--- Textauszug ---

Unterwegs… in Hamburg

Magda Thürey – Teil 2
„Hitlers Niederlage ist nicht unsere Niederlage, sondern unser Sieg!“
(aus einem Flugblatt der Bästlein-Jacob-Abshagen Widerstandsgruppe)
Während ihrer Schulzeit entschloss sich Magda Thürey (1899-1945), später selbst als Lehrerin zu arbeiten, insbesondere um sozial benachteiligten Kindern zu einer umfassenden Bildung zu verhelfen. Nach Abschluss ihrer Ausbildung fand sie eine Anstellung an der Schule in der Lutterothstraße im Hamburger Stadtteil Eimsbüttel.

Schule an der Lutterothstraße
Magda stand dem bestehenden autoritären Schulsystem sehr kritisch gegenüber, arbeitete aktiv in der Hamburger Lehrergewerkschaft mit und trat 1925 der KPD bei. Mit der Auflösung der Hamburger Bürgerschaft (1933) regierte die NSDAP als alleinige Partei in der Hansestadt und während sich der überwiegende Teil der Bevölkerung in das neue System einfügte, gab es einige Aufrechte, die mutig gegen den Terror und die Unterdrückung der menschenverachtenden Diktatur Widerstand leisteten. Eine von ihnen war Magda Thürey.

--- Gezeigtes Material ---
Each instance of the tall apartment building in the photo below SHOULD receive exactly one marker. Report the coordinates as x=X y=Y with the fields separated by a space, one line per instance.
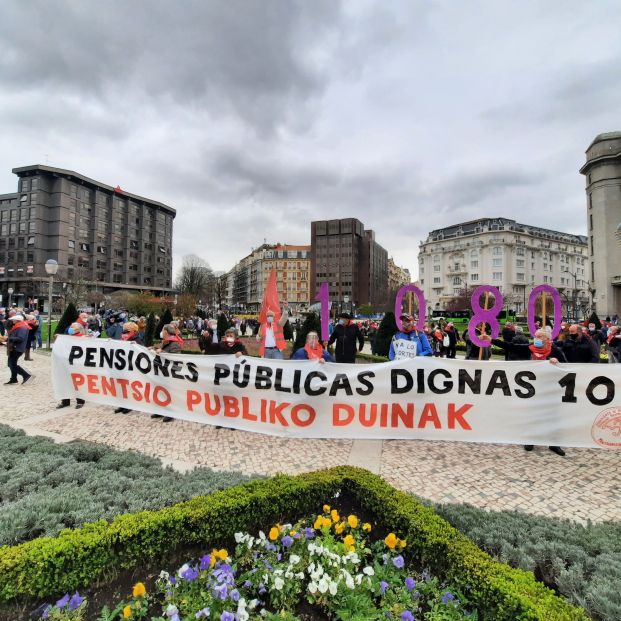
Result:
x=346 y=256
x=100 y=235
x=397 y=276
x=248 y=279
x=603 y=188
x=511 y=256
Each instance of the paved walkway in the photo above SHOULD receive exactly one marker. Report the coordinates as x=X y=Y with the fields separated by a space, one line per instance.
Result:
x=583 y=485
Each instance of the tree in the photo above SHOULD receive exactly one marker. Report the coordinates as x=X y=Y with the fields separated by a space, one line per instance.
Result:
x=195 y=278
x=312 y=323
x=387 y=329
x=69 y=317
x=149 y=332
x=166 y=318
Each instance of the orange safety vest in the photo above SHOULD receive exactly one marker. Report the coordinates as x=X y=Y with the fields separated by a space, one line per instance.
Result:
x=278 y=336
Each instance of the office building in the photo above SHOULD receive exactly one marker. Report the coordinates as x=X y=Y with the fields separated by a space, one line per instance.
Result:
x=101 y=236
x=511 y=256
x=602 y=173
x=346 y=256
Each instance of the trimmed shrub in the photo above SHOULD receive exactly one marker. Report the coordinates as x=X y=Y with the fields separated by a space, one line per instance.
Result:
x=46 y=487
x=79 y=557
x=69 y=316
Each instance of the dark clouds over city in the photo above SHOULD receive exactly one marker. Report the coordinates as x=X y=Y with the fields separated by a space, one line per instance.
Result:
x=253 y=118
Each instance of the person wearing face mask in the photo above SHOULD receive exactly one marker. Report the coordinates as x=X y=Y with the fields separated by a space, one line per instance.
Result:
x=230 y=344
x=542 y=348
x=77 y=330
x=346 y=333
x=271 y=337
x=172 y=343
x=409 y=332
x=577 y=347
x=313 y=350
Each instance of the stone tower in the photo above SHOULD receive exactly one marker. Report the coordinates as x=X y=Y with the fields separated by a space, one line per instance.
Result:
x=603 y=188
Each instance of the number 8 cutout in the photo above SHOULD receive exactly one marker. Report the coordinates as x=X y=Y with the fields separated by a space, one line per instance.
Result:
x=485 y=316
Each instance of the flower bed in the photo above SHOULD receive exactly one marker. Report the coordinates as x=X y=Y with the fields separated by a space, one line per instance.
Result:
x=331 y=564
x=78 y=558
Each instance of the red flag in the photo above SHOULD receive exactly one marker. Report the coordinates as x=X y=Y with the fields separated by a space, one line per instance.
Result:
x=270 y=299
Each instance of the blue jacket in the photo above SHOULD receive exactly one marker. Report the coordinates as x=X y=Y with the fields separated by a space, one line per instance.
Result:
x=300 y=354
x=422 y=344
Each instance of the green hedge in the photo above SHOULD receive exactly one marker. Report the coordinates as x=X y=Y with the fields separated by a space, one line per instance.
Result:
x=77 y=558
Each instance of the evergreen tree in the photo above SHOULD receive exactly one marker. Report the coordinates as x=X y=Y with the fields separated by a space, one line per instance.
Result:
x=223 y=324
x=312 y=323
x=149 y=332
x=387 y=329
x=69 y=316
x=595 y=319
x=164 y=319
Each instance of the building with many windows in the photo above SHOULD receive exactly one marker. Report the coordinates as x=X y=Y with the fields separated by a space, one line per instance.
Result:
x=348 y=258
x=511 y=256
x=246 y=282
x=602 y=172
x=99 y=235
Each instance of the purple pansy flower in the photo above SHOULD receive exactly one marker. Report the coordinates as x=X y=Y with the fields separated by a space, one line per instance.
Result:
x=286 y=541
x=75 y=601
x=63 y=601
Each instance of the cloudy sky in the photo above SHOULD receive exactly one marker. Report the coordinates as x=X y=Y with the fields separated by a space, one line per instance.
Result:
x=253 y=117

--- Deine Aufgabe ---
Schreibe aus dem Text über Magda Thürey wortgetreu ab: Beginne bei den Worten „Magda Thürey –“ und höre nach „der Bästlein-Jacob-Abshagen Widerstandsgruppe)“ auf. Stütze dich ausschließlich auf den Text über Magda Thürey.

--- Lösung ---
Magda Thürey – Teil 2
„Hitlers Niederlage ist nicht unsere Niederlage, sondern unser Sieg!“
(aus einem Flugblatt der Bästlein-Jacob-Abshagen Widerstandsgruppe)